>>>

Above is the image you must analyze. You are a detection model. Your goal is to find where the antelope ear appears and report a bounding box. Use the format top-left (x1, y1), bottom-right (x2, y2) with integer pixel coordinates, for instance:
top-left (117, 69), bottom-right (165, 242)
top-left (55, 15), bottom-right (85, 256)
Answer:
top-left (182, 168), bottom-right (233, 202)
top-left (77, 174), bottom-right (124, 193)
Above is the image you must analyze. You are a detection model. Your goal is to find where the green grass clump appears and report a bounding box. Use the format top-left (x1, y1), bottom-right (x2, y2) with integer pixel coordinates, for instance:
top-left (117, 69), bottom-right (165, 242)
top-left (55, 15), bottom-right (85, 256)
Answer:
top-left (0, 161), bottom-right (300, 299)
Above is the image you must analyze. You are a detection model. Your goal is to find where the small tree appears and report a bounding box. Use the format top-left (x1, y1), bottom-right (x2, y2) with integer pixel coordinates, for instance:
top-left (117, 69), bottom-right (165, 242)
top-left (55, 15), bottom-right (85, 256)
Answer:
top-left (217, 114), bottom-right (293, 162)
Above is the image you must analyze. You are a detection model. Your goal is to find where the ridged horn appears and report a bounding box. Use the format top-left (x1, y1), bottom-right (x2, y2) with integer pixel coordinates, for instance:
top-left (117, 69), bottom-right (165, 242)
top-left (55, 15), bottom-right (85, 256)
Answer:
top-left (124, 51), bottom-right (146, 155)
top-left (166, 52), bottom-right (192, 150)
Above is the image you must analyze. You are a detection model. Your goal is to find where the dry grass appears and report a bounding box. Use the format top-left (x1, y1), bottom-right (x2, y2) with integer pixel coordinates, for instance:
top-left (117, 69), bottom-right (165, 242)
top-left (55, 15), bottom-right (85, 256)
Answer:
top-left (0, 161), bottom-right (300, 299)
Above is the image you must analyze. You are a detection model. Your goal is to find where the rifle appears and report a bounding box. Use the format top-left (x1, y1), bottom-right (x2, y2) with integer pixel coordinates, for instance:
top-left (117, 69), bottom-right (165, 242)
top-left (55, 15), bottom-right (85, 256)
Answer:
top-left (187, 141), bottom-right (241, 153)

<<<

Set problem
Reproduce all of the data above line for line, with no changes to any character.

Complete response
Above is the image you must analyze. You are a detection model. Your goal is to find where the antelope ear appears and report a bounding box. Use the format top-left (x1, y1), bottom-right (x2, y2) with integer pixel coordinates, for instance:
top-left (117, 69), bottom-right (165, 242)
top-left (55, 15), bottom-right (85, 256)
Answer:
top-left (182, 168), bottom-right (233, 202)
top-left (77, 174), bottom-right (124, 193)
Above is the image you must analyze. You are a detection model. Your goal is to find where the green grass clump appears and report a bounding box. Use the format top-left (x1, y1), bottom-right (x2, y2) with integer pixel coordinates, for instance:
top-left (117, 69), bottom-right (165, 242)
top-left (55, 15), bottom-right (85, 256)
Answer:
top-left (0, 161), bottom-right (300, 299)
Above is the image you must analyze. You are a detection model. Your goal is to find where the small tree appears and report a bounding box. Use the format top-left (x1, y1), bottom-right (x2, y2) with integer pixel coordinates, for instance:
top-left (117, 69), bottom-right (165, 242)
top-left (55, 15), bottom-right (85, 256)
Answer:
top-left (217, 114), bottom-right (293, 162)
Above is the image you must analyze. You are a detection model. Your goal is to find where the ridged horn appears and report a bounding box. Use the format top-left (x1, y1), bottom-right (x2, y2) with integer pixel coordinates, for instance:
top-left (117, 69), bottom-right (165, 242)
top-left (55, 15), bottom-right (85, 256)
Answer:
top-left (124, 51), bottom-right (146, 155)
top-left (166, 52), bottom-right (192, 150)
Above is the image you must analyze. You are a detection model. Your goal is to find where the dry grass appears and report a bounding box. Use the format top-left (x1, y1), bottom-right (x2, y2) with integer pixel coordinates, for instance:
top-left (117, 69), bottom-right (165, 242)
top-left (55, 15), bottom-right (85, 256)
Answer:
top-left (0, 161), bottom-right (300, 299)
Above is the image you must analyze. You are a detection model. Your goal is to find where the rifle appears and report a bounding box. Use the format top-left (x1, y1), bottom-right (x2, y2) with integer pixel coordinates, for instance:
top-left (117, 69), bottom-right (165, 242)
top-left (55, 15), bottom-right (85, 256)
Answer:
top-left (187, 141), bottom-right (241, 153)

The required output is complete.